■ **Task input**
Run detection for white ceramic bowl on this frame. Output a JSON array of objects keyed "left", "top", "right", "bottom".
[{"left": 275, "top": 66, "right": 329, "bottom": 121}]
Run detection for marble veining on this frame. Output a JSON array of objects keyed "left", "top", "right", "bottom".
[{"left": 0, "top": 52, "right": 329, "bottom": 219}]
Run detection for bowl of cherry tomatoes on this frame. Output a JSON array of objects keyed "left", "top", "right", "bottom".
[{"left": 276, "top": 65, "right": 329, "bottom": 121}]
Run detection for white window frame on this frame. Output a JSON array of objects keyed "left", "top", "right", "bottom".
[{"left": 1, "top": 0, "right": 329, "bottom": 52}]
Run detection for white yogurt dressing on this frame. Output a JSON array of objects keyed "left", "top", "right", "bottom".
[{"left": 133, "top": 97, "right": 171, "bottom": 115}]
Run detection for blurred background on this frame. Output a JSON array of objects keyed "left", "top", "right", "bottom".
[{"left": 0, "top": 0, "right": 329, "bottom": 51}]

■ **What needs to be done**
Transcribe all of the data above word for word, keeping every line and character unchanged.

■ **Finished task**
Run detection for white ceramic bowl on this frame. Output a JSON array of objects keyed "left", "top", "right", "bottom".
[{"left": 275, "top": 66, "right": 329, "bottom": 121}]
Run detection for marble veining on this frame. Output a JSON array of objects keyed "left", "top", "right", "bottom".
[{"left": 0, "top": 52, "right": 329, "bottom": 219}]
Run detection for bowl of cherry tomatoes on this frame. Output a JSON array of objects keyed "left", "top", "right", "bottom".
[{"left": 276, "top": 65, "right": 329, "bottom": 121}]
Run detection for white window frame on this frame. Output a JSON array of objects keyed "left", "top", "right", "bottom".
[{"left": 1, "top": 0, "right": 329, "bottom": 52}]
Run detection for white yogurt dressing on this frame. Output a JSON array of objects keyed "left", "top", "right", "bottom".
[{"left": 133, "top": 97, "right": 171, "bottom": 115}]
Run detection for blurred background on this frame. Output a JSON array of objects keyed "left", "top", "right", "bottom".
[{"left": 0, "top": 0, "right": 329, "bottom": 51}]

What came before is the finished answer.